_REQUIRED ACTION_:
Going line by line through the entries, count those containing "branch" and state only the result.

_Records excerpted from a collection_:
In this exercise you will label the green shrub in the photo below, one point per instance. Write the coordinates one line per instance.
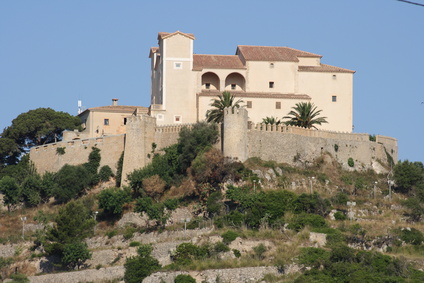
(171, 204)
(139, 267)
(259, 251)
(184, 278)
(214, 203)
(71, 181)
(220, 247)
(301, 220)
(312, 203)
(340, 216)
(186, 252)
(60, 150)
(235, 218)
(194, 223)
(411, 236)
(112, 233)
(334, 236)
(340, 198)
(112, 200)
(129, 232)
(229, 236)
(75, 255)
(236, 253)
(105, 173)
(314, 257)
(19, 278)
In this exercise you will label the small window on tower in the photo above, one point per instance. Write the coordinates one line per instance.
(278, 105)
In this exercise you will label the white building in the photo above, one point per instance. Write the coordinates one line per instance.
(270, 80)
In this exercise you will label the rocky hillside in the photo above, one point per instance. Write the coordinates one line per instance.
(273, 223)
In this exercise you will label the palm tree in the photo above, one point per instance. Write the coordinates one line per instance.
(305, 114)
(225, 100)
(271, 120)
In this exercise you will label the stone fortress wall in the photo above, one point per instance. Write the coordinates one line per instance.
(289, 144)
(241, 140)
(47, 159)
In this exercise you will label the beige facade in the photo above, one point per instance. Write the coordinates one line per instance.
(270, 80)
(105, 120)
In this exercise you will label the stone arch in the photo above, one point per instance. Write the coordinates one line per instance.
(235, 81)
(210, 81)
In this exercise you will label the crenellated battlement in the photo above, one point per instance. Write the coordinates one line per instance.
(281, 128)
(240, 140)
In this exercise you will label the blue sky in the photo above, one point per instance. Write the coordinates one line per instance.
(53, 53)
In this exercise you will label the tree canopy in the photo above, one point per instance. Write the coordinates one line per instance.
(305, 114)
(223, 101)
(35, 127)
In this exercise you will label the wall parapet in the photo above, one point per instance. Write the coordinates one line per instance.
(309, 132)
(172, 128)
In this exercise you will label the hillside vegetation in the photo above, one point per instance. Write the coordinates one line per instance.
(258, 213)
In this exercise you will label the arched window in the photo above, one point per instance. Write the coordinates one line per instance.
(235, 81)
(210, 81)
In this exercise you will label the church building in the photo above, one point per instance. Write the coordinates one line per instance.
(269, 80)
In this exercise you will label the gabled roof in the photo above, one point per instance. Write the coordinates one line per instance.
(201, 62)
(153, 50)
(242, 94)
(164, 35)
(114, 108)
(272, 53)
(324, 68)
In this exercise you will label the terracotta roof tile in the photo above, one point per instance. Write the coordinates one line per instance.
(272, 53)
(164, 35)
(241, 94)
(115, 108)
(324, 68)
(201, 62)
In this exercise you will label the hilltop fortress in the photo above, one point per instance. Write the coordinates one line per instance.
(270, 80)
(241, 140)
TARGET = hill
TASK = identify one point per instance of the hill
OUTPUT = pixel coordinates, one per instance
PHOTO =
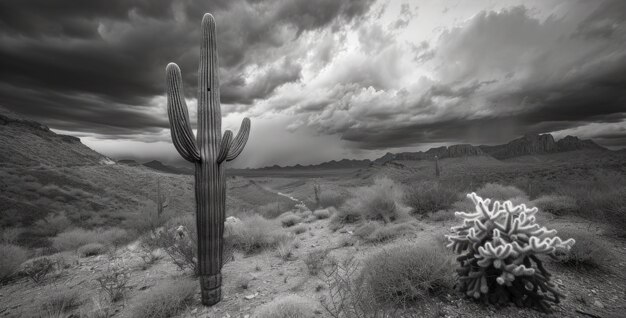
(29, 143)
(538, 145)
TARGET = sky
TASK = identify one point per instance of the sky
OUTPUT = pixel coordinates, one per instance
(321, 80)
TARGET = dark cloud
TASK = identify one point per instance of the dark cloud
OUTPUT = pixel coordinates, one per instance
(90, 60)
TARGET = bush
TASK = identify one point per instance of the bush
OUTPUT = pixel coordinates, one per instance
(427, 197)
(255, 233)
(299, 229)
(322, 214)
(75, 238)
(58, 301)
(289, 219)
(390, 232)
(314, 260)
(169, 298)
(290, 306)
(91, 249)
(37, 269)
(555, 204)
(379, 201)
(500, 192)
(113, 282)
(329, 199)
(408, 272)
(12, 257)
(505, 264)
(179, 240)
(588, 252)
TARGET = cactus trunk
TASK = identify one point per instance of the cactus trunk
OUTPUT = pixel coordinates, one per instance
(209, 154)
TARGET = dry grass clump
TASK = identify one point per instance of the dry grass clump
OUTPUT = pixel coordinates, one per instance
(12, 257)
(289, 219)
(37, 269)
(91, 249)
(380, 201)
(496, 191)
(588, 251)
(299, 229)
(323, 213)
(375, 232)
(58, 302)
(255, 233)
(408, 272)
(329, 199)
(75, 238)
(430, 196)
(290, 306)
(167, 299)
(555, 204)
(314, 260)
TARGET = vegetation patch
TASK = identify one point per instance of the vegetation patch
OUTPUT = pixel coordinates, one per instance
(169, 298)
(288, 307)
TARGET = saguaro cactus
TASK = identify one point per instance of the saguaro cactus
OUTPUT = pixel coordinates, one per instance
(209, 154)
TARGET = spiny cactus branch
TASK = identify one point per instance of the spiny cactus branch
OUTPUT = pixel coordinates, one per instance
(240, 140)
(225, 146)
(182, 135)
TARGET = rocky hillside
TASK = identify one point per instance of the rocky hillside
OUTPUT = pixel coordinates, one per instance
(538, 145)
(28, 143)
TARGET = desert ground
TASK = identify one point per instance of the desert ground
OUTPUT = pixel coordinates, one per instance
(301, 239)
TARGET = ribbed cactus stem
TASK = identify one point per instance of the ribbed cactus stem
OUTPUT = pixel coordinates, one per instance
(208, 154)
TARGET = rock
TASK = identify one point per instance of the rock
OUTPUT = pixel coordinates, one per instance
(248, 297)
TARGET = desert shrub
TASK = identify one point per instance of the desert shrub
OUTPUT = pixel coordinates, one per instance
(314, 260)
(38, 269)
(366, 229)
(348, 296)
(408, 272)
(390, 231)
(75, 238)
(555, 204)
(382, 200)
(91, 249)
(255, 233)
(10, 235)
(290, 306)
(273, 210)
(167, 299)
(588, 252)
(426, 197)
(289, 219)
(114, 282)
(284, 250)
(58, 301)
(322, 213)
(505, 266)
(344, 216)
(497, 191)
(53, 224)
(12, 257)
(179, 240)
(299, 229)
(329, 199)
(441, 216)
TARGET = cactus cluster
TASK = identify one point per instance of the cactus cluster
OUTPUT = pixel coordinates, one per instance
(209, 153)
(500, 245)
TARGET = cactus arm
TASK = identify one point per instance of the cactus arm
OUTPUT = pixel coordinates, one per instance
(225, 146)
(240, 140)
(182, 135)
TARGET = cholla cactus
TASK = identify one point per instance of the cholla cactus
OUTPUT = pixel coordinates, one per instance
(500, 244)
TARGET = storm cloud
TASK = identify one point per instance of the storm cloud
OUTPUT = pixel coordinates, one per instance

_FINAL ANSWER_:
2